■ RAW RECORDS ■
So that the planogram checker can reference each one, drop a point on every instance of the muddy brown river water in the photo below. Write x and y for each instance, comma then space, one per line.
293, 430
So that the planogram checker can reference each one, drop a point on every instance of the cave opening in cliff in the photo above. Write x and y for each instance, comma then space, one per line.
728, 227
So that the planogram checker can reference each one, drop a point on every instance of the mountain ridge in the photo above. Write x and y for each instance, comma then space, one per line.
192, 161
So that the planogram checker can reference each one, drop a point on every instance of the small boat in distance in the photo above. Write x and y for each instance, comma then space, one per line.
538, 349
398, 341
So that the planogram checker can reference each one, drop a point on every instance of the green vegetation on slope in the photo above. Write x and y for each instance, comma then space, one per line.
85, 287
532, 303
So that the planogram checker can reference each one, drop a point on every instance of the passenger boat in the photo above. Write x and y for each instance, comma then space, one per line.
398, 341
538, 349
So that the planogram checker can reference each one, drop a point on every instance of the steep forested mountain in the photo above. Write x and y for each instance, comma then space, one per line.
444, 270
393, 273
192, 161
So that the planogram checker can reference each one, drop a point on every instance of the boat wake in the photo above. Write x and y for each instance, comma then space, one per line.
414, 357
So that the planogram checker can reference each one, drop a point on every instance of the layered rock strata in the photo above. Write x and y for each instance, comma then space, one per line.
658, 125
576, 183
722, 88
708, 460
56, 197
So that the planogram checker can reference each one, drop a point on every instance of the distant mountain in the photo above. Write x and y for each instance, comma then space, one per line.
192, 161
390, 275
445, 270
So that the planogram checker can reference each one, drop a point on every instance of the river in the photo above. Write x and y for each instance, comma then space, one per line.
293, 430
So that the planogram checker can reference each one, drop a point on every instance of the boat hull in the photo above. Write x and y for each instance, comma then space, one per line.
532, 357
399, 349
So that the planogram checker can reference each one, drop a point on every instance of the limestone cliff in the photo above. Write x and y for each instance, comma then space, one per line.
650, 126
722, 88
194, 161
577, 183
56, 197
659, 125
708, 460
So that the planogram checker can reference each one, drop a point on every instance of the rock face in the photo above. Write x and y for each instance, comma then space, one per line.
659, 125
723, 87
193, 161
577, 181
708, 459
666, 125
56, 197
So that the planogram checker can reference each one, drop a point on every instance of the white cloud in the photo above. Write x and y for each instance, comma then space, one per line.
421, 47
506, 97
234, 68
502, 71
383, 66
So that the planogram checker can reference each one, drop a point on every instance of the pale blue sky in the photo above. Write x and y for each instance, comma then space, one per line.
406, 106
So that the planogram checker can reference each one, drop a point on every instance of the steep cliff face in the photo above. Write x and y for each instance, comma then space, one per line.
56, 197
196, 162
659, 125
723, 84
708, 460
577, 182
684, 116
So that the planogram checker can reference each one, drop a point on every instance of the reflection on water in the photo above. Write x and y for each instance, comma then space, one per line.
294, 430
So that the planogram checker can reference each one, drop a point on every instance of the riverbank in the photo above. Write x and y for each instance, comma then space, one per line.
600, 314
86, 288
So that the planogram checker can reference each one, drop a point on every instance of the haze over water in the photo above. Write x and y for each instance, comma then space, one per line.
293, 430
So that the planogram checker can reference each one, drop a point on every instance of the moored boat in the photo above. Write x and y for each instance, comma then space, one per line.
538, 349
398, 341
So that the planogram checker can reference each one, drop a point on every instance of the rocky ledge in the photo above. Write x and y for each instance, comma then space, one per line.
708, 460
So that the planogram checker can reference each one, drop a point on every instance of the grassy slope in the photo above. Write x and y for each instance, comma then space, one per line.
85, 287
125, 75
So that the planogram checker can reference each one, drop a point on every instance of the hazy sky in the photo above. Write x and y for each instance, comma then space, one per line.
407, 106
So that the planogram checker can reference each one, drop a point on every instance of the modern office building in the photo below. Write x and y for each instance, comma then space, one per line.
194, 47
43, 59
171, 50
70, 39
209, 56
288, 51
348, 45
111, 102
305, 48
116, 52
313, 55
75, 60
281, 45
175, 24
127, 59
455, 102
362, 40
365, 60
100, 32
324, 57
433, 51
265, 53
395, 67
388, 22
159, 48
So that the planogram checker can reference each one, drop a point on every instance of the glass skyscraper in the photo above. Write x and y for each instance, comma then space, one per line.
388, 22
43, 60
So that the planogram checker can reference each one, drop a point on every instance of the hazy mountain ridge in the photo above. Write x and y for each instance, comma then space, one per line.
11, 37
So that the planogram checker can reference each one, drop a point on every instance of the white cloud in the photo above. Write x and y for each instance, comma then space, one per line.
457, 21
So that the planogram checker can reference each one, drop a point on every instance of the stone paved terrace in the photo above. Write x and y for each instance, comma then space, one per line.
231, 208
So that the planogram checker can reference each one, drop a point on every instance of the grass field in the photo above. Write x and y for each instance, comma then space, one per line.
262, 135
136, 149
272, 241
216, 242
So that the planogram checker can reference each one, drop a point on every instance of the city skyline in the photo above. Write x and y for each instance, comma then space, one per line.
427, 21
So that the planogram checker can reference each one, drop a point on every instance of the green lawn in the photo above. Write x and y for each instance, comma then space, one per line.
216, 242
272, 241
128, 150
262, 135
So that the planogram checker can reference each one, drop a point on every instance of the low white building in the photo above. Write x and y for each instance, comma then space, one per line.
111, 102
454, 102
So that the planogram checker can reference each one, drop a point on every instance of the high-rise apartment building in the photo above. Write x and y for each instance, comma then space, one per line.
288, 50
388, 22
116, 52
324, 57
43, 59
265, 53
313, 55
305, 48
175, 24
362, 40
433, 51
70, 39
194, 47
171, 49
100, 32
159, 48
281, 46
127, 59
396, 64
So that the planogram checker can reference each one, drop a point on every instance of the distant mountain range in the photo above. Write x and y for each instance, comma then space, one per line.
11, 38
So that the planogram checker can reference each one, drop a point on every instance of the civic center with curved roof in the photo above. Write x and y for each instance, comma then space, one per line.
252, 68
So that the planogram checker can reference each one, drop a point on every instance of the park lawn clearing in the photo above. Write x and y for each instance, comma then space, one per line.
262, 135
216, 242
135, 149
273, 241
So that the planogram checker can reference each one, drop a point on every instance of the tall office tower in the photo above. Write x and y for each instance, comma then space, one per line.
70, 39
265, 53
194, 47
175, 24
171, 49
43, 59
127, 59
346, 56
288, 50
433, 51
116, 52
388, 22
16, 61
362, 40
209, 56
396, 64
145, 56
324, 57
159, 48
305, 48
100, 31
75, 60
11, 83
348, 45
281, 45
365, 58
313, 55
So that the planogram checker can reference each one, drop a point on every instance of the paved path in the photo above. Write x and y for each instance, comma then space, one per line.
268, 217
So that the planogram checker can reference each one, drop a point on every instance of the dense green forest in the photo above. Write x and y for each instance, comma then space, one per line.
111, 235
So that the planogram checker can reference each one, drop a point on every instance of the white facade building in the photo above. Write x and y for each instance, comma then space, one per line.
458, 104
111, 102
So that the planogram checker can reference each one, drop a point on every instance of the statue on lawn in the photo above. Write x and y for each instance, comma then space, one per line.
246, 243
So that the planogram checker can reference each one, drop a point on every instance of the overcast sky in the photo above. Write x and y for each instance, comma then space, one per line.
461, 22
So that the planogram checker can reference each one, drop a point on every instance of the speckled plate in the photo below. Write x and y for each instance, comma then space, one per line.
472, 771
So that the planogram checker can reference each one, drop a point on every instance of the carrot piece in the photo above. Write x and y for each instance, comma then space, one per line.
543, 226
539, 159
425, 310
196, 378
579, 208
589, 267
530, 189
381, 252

--

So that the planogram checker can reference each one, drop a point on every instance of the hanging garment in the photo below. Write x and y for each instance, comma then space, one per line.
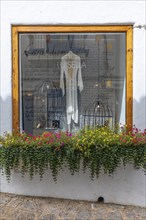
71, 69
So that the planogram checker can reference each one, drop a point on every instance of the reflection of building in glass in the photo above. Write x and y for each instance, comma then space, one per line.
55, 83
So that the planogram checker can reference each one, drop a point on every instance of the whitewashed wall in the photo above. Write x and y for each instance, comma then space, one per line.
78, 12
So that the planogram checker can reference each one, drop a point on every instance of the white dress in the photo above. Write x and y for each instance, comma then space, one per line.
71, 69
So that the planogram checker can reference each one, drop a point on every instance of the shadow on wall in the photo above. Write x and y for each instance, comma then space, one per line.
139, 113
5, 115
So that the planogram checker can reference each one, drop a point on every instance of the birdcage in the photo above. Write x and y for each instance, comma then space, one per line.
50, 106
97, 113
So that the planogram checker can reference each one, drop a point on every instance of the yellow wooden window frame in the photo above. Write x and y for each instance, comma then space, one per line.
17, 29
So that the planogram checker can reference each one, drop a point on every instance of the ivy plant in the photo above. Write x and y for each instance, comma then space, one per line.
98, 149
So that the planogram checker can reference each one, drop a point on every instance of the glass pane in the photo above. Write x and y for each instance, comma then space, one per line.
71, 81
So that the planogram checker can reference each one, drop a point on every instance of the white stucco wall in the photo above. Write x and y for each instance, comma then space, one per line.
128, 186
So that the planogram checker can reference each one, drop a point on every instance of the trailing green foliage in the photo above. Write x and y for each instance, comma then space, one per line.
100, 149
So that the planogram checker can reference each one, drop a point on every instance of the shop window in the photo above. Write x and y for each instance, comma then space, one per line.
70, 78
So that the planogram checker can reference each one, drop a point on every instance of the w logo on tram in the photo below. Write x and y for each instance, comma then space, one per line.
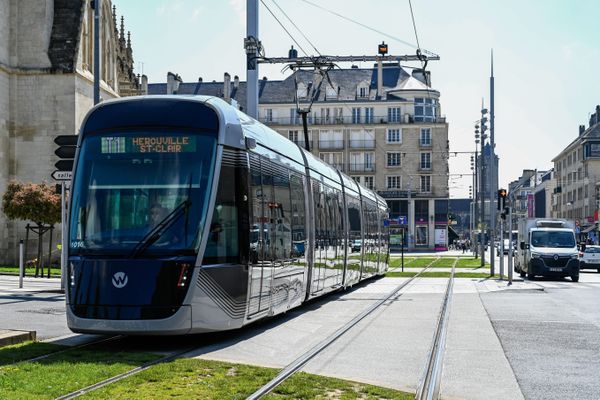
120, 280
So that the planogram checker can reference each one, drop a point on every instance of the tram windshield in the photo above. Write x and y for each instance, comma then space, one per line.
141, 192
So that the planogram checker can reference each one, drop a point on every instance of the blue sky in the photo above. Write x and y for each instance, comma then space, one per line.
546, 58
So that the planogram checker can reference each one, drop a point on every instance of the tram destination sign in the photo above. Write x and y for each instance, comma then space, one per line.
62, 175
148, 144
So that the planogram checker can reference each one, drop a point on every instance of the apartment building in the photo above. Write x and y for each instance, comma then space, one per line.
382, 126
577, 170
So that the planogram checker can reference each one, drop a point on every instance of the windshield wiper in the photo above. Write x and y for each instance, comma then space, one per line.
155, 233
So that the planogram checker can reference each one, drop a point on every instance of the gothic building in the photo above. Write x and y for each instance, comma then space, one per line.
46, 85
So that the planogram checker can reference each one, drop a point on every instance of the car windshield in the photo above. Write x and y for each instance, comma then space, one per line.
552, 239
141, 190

■ SHORT TASK ■
Count the lines of the entries above that contain the word "lawn", with case significant, and reply with the number alone.

■ WRITTEN ANSWER ■
3